AIM OF THE EXERCISE: Without the pictures, set down the records below word for word.

──────────

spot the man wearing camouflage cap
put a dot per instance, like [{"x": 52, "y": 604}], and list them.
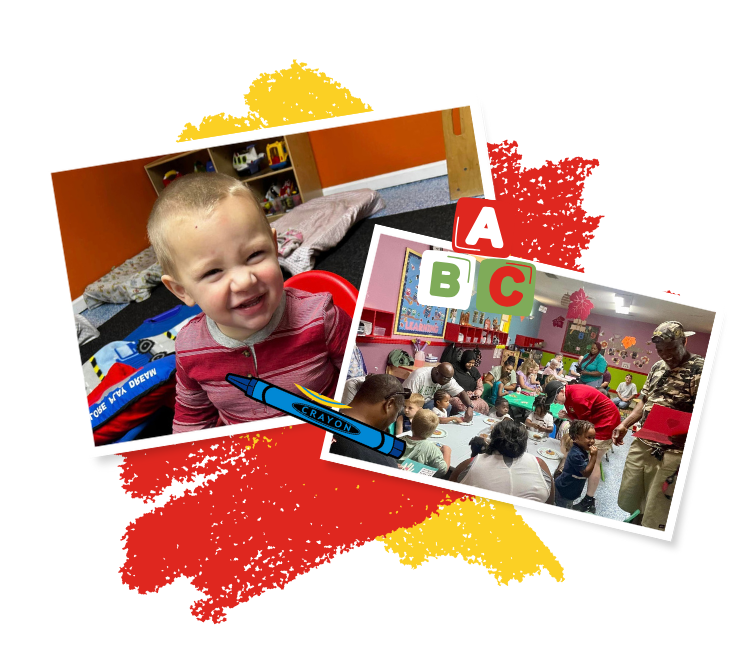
[{"x": 672, "y": 382}]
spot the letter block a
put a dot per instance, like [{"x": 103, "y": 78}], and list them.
[{"x": 446, "y": 279}]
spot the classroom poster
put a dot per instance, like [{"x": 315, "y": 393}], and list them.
[{"x": 413, "y": 319}]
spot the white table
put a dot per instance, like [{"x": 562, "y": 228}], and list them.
[{"x": 458, "y": 437}]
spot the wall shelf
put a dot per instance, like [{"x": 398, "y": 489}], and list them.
[{"x": 301, "y": 170}]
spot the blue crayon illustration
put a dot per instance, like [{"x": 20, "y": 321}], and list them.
[{"x": 318, "y": 415}]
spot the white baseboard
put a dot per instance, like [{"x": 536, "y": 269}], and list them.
[
  {"x": 405, "y": 176},
  {"x": 78, "y": 305}
]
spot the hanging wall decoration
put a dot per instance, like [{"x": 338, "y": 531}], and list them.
[
  {"x": 580, "y": 306},
  {"x": 628, "y": 342}
]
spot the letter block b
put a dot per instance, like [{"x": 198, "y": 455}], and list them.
[{"x": 446, "y": 279}]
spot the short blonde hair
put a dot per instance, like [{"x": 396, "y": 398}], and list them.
[
  {"x": 196, "y": 194},
  {"x": 424, "y": 423},
  {"x": 416, "y": 399}
]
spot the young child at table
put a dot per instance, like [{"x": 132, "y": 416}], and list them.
[
  {"x": 442, "y": 401},
  {"x": 540, "y": 419},
  {"x": 500, "y": 411},
  {"x": 478, "y": 444},
  {"x": 493, "y": 390},
  {"x": 412, "y": 405},
  {"x": 419, "y": 448},
  {"x": 218, "y": 251},
  {"x": 566, "y": 444},
  {"x": 579, "y": 464}
]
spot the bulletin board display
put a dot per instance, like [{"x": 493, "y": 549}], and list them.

──────────

THE RESULT:
spot the man wearing camouflage cap
put a dot per instance, like [{"x": 52, "y": 604}], and list them.
[{"x": 672, "y": 382}]
spot the letter block a
put a dot per instance, like [{"x": 103, "y": 78}], and list them.
[{"x": 446, "y": 279}]
spot the classroom poster
put a dot per instance, like [{"x": 315, "y": 393}], and list them.
[{"x": 413, "y": 319}]
spot the white table
put a dot per instance, like [{"x": 562, "y": 228}], and list them.
[{"x": 458, "y": 437}]
spot the wall shelf
put a dot per instance, like [{"x": 398, "y": 489}], and list them.
[{"x": 301, "y": 170}]
spot the blue crayon illustration
put a dot per instance, like [{"x": 20, "y": 321}], and list them.
[{"x": 318, "y": 415}]
spot the white baseboard
put a dot per instance, like [{"x": 536, "y": 269}], and list them.
[
  {"x": 405, "y": 176},
  {"x": 78, "y": 305}
]
spot the hanging wall decoration
put a dot per instance, like [{"x": 338, "y": 531}], and list them.
[
  {"x": 580, "y": 306},
  {"x": 628, "y": 342}
]
spot the letter block b
put a dot per instance, like [{"x": 198, "y": 455}], and list them.
[{"x": 446, "y": 279}]
spot the short blonde hair
put a dot per instance, like [{"x": 396, "y": 398}], and list them.
[
  {"x": 196, "y": 194},
  {"x": 424, "y": 423},
  {"x": 416, "y": 399}
]
spot the young child at table
put a dot per instance, like [{"x": 132, "y": 416}], and list them.
[
  {"x": 442, "y": 401},
  {"x": 540, "y": 419},
  {"x": 500, "y": 411},
  {"x": 478, "y": 444},
  {"x": 493, "y": 390},
  {"x": 412, "y": 405},
  {"x": 419, "y": 448},
  {"x": 218, "y": 251},
  {"x": 566, "y": 444},
  {"x": 579, "y": 464}
]
spot the bulletin board display
put a dot per instance, like [{"x": 493, "y": 549}], and list them.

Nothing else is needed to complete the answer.